- [TASK 1] According to the vaccination notes below, what source of antibodies was used for passive immunisation in the past?
- [TASK 2] Write a continuation of the vaccination notes below, picking up right after their final sentence.

START SELECTED TEXT

Vaccination

Question 1

Define immunisation

Answer 1

Immunisation is the process of initiating an adaptive immune response ^[B and T cells respond] through the introduction of an antigen into the body.

Question 2

Describe active immunisation

Answer 2

Active immunisation is the administration of a vaccine that elicits a protective immune response.
- killed or inactivated preparation of a pathogen
- live-attenuated pathogen
- conjugate vaccine
- subunit vaccine
- DNA vaccines
- peptide vaccines
- often requires use of an appropriate adjuvant

Question 3

Describe passive immunisation

Answer 3

Passive immunisation is the administration of antibodies that provide protection in the recipient

Question 4

Define vaccination

Answer 4

is the induction of an adaptive immune response to a pathogen via injection of a vaccine.

Question 5

Define herd immunity

Answer 5

Herd immunity is protection provided to non-vaccinated individuals in a population, due to majority being successfully vaccinated.

Question 6

Describe the principle of vaccination

Answer 6

Vaccination involves the introduction or exposure of a toxoid/primary antigen challenge to the body. This results in a small primary antibody response (IgM>IgG). Thus on secondary infection or natural infection with the actual toxin/a secondary antigen challenge, a secondary antibody response is generated. This secondary response constitutes acquired immunity (IgG predominant response).

The primary response following acute infection is mainly carried out by naive CD8+ T cells. Once pathogen is cleared a pool of memory T cells remains with rapid response of CTLs following re-exposure to the pathogen.

Question 7

Discuss the benefits and disadvantages and some examples of passive immunisation

Answer 7

Passive immunisation is the administration of products containing antibody or immune serum.
Previously horse-derived antibodies were used.

END SELECTED TEXT
START DATA LISTING

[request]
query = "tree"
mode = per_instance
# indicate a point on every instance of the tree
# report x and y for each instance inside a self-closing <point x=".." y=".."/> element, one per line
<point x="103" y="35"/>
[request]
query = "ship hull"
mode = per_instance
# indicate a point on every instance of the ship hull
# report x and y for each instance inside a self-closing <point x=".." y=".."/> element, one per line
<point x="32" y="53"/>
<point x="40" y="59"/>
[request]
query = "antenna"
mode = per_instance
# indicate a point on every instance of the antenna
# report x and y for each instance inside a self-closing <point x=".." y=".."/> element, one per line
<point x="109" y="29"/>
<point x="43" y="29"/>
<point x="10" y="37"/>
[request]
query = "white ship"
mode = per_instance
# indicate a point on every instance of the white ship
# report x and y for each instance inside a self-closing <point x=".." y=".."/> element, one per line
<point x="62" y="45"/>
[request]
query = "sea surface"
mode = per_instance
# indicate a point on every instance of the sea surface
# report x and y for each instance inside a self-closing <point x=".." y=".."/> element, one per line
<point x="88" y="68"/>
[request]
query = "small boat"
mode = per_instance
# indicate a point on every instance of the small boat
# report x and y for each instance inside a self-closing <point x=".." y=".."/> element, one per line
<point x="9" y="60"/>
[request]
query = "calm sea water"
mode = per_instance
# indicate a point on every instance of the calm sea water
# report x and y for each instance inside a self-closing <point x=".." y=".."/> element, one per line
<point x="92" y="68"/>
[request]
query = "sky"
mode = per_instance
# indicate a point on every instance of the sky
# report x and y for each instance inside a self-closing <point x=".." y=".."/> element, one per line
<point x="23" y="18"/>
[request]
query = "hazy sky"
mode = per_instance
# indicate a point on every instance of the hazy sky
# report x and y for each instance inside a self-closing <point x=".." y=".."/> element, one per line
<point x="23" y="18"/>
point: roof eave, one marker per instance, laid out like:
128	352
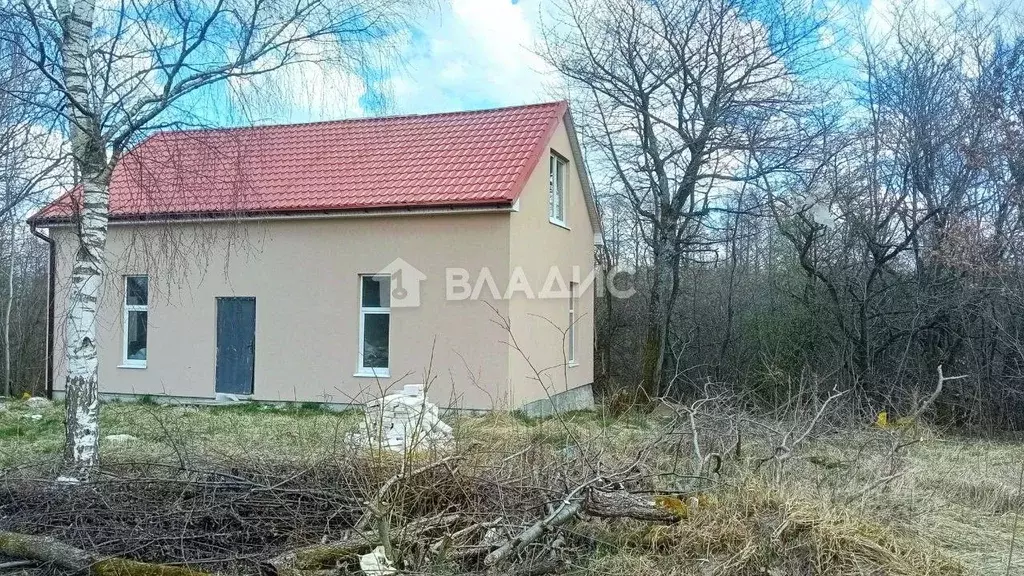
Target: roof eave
182	217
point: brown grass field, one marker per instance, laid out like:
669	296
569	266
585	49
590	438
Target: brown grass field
852	499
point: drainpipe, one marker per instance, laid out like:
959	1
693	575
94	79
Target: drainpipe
49	307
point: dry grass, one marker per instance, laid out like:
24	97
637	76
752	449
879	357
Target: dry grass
947	508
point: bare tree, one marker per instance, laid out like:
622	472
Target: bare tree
675	96
120	71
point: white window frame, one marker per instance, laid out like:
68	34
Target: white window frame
571	334
555	161
125	361
369	371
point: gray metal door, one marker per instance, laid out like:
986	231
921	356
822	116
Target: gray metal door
236	344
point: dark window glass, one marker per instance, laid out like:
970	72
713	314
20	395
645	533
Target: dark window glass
376	291
136	290
375	338
136	335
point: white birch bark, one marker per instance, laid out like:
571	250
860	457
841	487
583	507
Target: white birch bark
10	306
81	443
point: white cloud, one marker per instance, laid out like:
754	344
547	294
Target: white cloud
474	53
314	88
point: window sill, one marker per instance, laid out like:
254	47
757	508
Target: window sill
379	373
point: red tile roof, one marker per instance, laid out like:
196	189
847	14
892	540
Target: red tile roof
463	158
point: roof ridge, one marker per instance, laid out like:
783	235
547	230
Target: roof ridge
355	120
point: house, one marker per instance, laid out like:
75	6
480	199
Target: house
330	261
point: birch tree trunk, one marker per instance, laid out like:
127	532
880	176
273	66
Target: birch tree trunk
10	306
82	386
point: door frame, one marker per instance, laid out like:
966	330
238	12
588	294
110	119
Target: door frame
216	342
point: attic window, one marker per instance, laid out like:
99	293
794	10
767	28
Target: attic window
557	177
375	325
136	311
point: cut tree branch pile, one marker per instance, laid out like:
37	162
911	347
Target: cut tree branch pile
461	510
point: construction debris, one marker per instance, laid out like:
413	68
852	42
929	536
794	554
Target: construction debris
403	421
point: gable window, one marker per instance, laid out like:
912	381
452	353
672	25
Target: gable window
375	325
136	312
557	178
572	318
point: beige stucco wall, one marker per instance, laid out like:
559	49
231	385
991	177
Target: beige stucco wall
304	276
536	246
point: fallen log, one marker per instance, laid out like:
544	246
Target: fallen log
604	503
620	503
45	549
318	557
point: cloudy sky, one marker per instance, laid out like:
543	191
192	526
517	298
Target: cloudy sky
471	54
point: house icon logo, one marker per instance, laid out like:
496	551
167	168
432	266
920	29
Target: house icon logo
406	281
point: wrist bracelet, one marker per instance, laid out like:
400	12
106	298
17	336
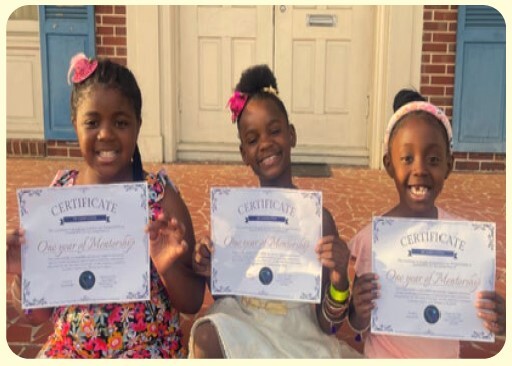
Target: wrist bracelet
337	295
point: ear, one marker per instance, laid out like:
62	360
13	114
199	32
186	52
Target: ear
243	154
450	165
293	135
386	160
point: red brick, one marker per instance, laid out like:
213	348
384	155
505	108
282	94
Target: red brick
104	9
105	30
444	37
443	59
434	47
120	31
114	41
488	165
460	155
105	51
432	90
120	9
435	26
114	20
433	69
445	15
444	80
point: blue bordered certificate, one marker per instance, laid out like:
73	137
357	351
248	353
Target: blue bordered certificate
84	244
264	241
430	272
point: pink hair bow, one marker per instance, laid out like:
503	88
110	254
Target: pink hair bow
82	67
236	103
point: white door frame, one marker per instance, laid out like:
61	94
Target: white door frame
152	42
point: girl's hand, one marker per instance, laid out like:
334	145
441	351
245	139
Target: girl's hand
166	243
202	257
364	291
15	239
333	253
491	309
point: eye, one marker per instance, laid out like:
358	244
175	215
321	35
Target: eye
90	123
434	160
122	124
406	159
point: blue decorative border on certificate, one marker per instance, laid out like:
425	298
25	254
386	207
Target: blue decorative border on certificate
21	199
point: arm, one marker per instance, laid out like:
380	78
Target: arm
364	291
15	239
334	256
172	243
491	309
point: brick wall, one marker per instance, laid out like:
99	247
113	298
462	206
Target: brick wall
438	77
111	43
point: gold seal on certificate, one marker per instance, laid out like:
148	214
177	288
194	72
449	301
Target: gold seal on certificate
84	244
264	241
431	270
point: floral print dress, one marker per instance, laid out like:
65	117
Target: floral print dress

END DATA LISTING

- [TASK RESPONSE 1] Horse-derived antibodies.

- [TASK RESPONSE 2]
Treatments that persist include:
- anti-venom post snake and spider envenomation
- pooled human plasma (Abs directed against multiple pathogens) ^[e.g. for primary immunodeficiency]
- hyperimmune globulin (directed against specific pathogens including varicella zoster virus, RSV, HepB, CMV)
- antitoxins (equine/human origin)

Advantages
- immediate acquisition of antibodies
- in case of anti-venoms or antitoxins: neutralise circulating toxins

Disadvantages
- no immunological memory invoked
- risk of transmission of blood-borne pathogens
- risk of serum sickness or anaphylaxis if repeated administration (equine derived anti-sera)

Question 8

Describe, provide advantages and disadvantages and some examples of live attentuated vaccines

Answer 8

Active immunisation is the administration of a vaccine that elicits a protective immune response.
- killed or inactivated preparation of a pathogen
- live-attenuated pathogen
- conjugate vaccine
- subunit vaccine
- DNA vaccines
- peptide vaccines
- often requires use of an appropriate adjuvant

Live attenuated vaccines are the most effective of all vaccines.
These contains organisms cultured to reduced pathogenicity.
They retain some of the antigens of the virulent form. Examples include:
- Bacille Calmette-Guerin (BCG) ^[TB], Salmonella typhi
- Measles, mumps, rubella vaccines
- Varicella zoster
- Yellow fever

Advantages
Live, attenuated vaccines confer long lasting immunity: cell mediated, humoral and memory.

Disadvantages
However, there is a risk of restoration of virulence, or reversion, particularly in immunosuppressed or immunodeficient individuals ^[also consideration in vaccinating immunodeficient communities with BCG - IL-12 issue].
Unclear if there is an optimal number of vaccinations as eradication of natural disease occurs.

Question 9

Discuss inactivated vaccines, some examples, benefits and disadvantages

Answer 9

Killed or inactivated vaccines contain an inactive preparation of a pathogen.
It is less effective than live vaccines i.e. less immunogenic. However, it is more effective if antigen is a protein, and if adjuvant used.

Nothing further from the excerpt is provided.